> [TASK SET]
• a. In the conversation about music, which song was the wedding song?
• b. Substitute "Kingston" for "Barrie" in a part of the conversation about music, and write that part out again. Begin at the words "C: Astral Weeks" and stop after "looks super awesome.".
• c. Resume the conversation about music after its last line.

> [TEXT]
C: Astral Weeks is fantastic. Consistently one of my Top 10 faves. Yeah, Van is pretty enigmatic, at least in terms of his public persona. Which he barely has if he’s not touring. Neil Young dying is going to be brutal. That seems like it could be very personal to Canadians in our demo: an artist that we loved, our parents loved, a Canadian, somebody who was equally at home jamming with Booker T and the MGs, the Band or Sonic Youth. A total legend: both “Neil Young: the performer” and “Neil Young: the concept”. It’s crazy Jerry was only 53 when he died. Considering McCartney, Brian Wilson, etc. are now in their 70s.

A: Forgot Neil.  Yes. Harvest for our parents. Harvest Moon for us. BTW, that Barrie concert had nobody I wanted to see. On the plus side, the thing at Fort York looks super awesome.

C: Ya, I wouldn’t mind seeing Kendrick Lamar, Danny Brown and I guess Modest Mouse but nothing grabs me. it’s a very contemporary line-up so I kinda give them credit for not copping out and having AC/DC headline, a la Coachella. i think we discussed it before… i find these massive outdoor concerts are more akin to “camping” than “music event”…. the bands seem almost secondary to the experience. Do you like Blue Rodeo?

A: “Lost Together” was our wedding song, and I saw them at the big Simon & Garfunkel l show at the SkyDome back in…94? Also saw them once at the Gardens, I think. 5 Days in June was a tremendous album to hit for us at that age. It was everywhere at camp, and “5 Days in May” had a fantastic video that felt a lot like “Lovers in a Dangerous Time”. That is my favorite Toronto 1990s thing ever, my favorite BNL song, one of the greatest covers of all-time, and a video about youthful love.  Holding hands and running away from the camera in black and white still makes me feel 18.  “Diamond Mine” is also a great song too. They hit such a creative peak back then that they got to coast on being Blue Rodeo after that. Everything sounds the same, but I’ve got no gripe with them, just not any interest for anything past their greatest hits, which I like a lot. Sometimes, I love it.

C: Ya, from 1988-1993, they were in a rare place: massively popular/stadium worthy but making music that was pretty innovative and seemed very contemporary even though in other ways, it was very old. At that time, comparisons to the Band seemed farfetched but maybe not that far off? Again, it’s crazy that a song like “5 Days in May” was something that little kids listened to and enjoyed and watched the video for on MuchMusic. For anybody who loved them in that 1988-1993, they still seem like superstars even if they’ve been on commercial autopilot for the last 20 years (assumedly… I haven’t really been paying attention although I saw them at the Amphitheatre 2-3 times during that stretch). It seems they could’ve been marketed differently and been a positioned in the Wilco/Son Volt/Whiskeytown ilk or gone ina slightly different direction and been in the Widespread Panic/String Cheese conversation? Instead, they were kind of just a notch below the Tragically Hip commercially.

> [PROVIDED DATA]
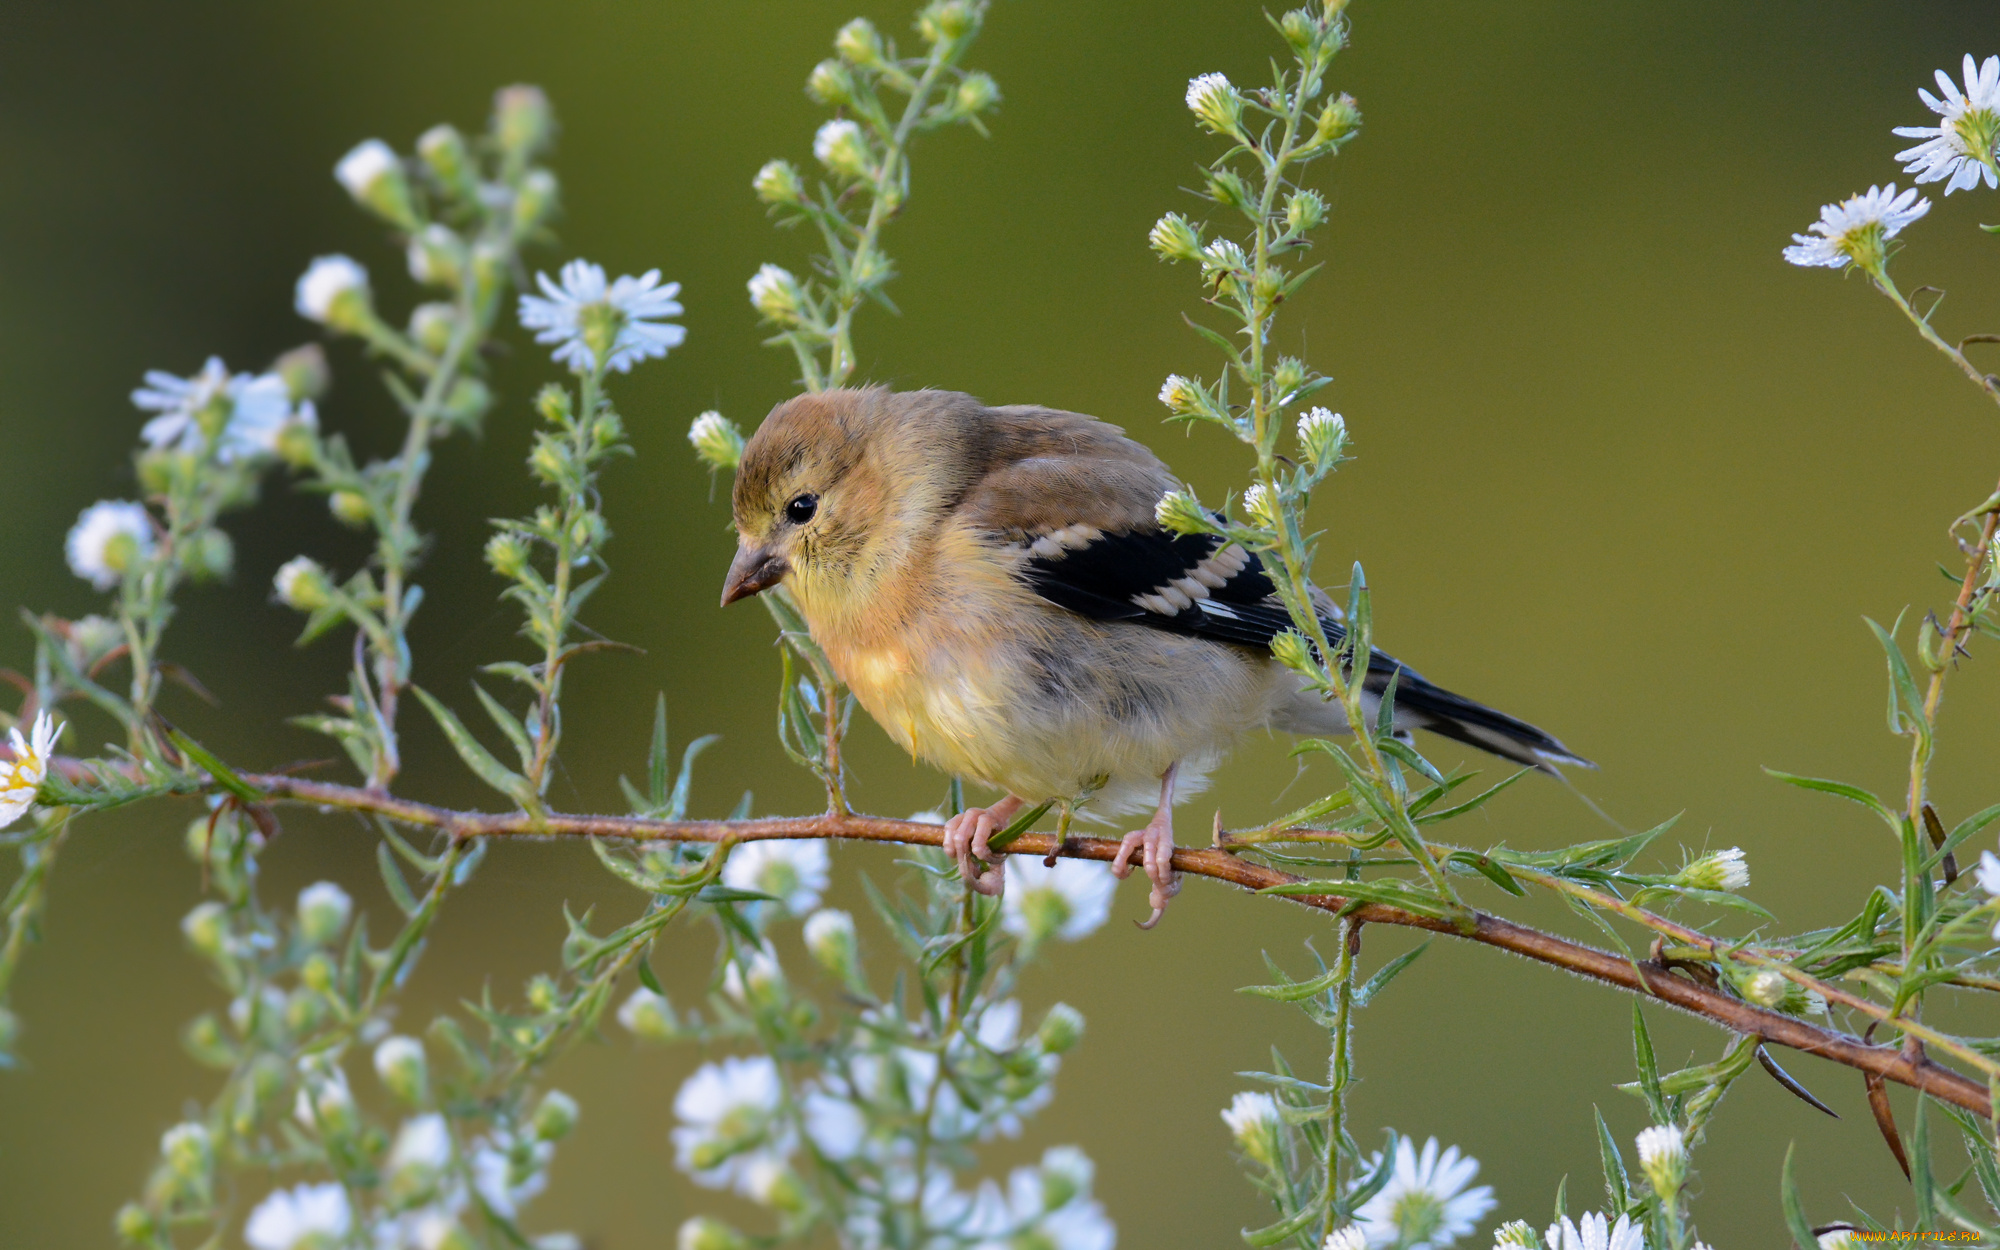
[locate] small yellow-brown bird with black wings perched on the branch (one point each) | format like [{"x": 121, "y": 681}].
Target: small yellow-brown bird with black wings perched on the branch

> [EXPECTED OUTPUTS]
• a. "Lost Together"

• b.
C: Astral Weeks is fantastic. Consistently one of my Top 10 faves. Yeah, Van is pretty enigmatic, at least in terms of his public persona. Which he barely has if he’s not touring. Neil Young dying is going to be brutal. That seems like it could be very personal to Canadians in our demo: an artist that we loved, our parents loved, a Canadian, somebody who was equally at home jamming with Booker T and the MGs, the Band or Sonic Youth. A total legend: both “Neil Young: the performer” and “Neil Young: the concept”. It’s crazy Jerry was only 53 when he died. Considering McCartney, Brian Wilson, etc. are now in their 70s.

A: Forgot Neil.  Yes. Harvest for our parents. Harvest Moon for us. BTW, that Kingston concert had nobody I wanted to see. On the plus side, the thing at Fort York looks super awesome.

• c.
A: Heard some stuff off their last album that was good.  Or was that Cuddy? Have been rewatching The Last Waltz on the topic of the Band.  Wondered about best or biggest bands with multiple singers.  Ricky, Richard, Levon. How cool it is when the song goes to the guy who sings it best?

C: I guess the Beatles introduced the “multiple singers” model? Hate to say… I automatically think of the Eagles and afro-era Don Henley behind the kit. In more recent times, I think Sloan really nailed this model. Maybe part of the reason they’re now a quarter century in. Another band where I haven’t paid attention to the last 4-5 albums but I have little doubt of their continued quality.

A: I thought about it with the Eagles too as I was reading the Simmons eagles history recap in the Grantland quarterly.  Obviously the Beatles.  I met the bass player from Sloan, the one I recognize, and asked him about the baseline on “Money City Maniacs” being the same chord trough the entire verse until the chorus.  Like “Tomorrow Never Knows”!  He was appreciative. We were with our kids at Centreville on the island.

C: Good call. I still get a bit starstruck when I see musicians in public. It’s very humanizing. Some recent sightings: Damian from Fucked Up with his kids at the ROM, Ron Sexsmith walking down College, Stephen from Lowest on the Low on the subway a bunch of times. The thing that I find funny about the Eagles in retrospect: they were essentially devoid of any humour or fun. That was a VERY serious band.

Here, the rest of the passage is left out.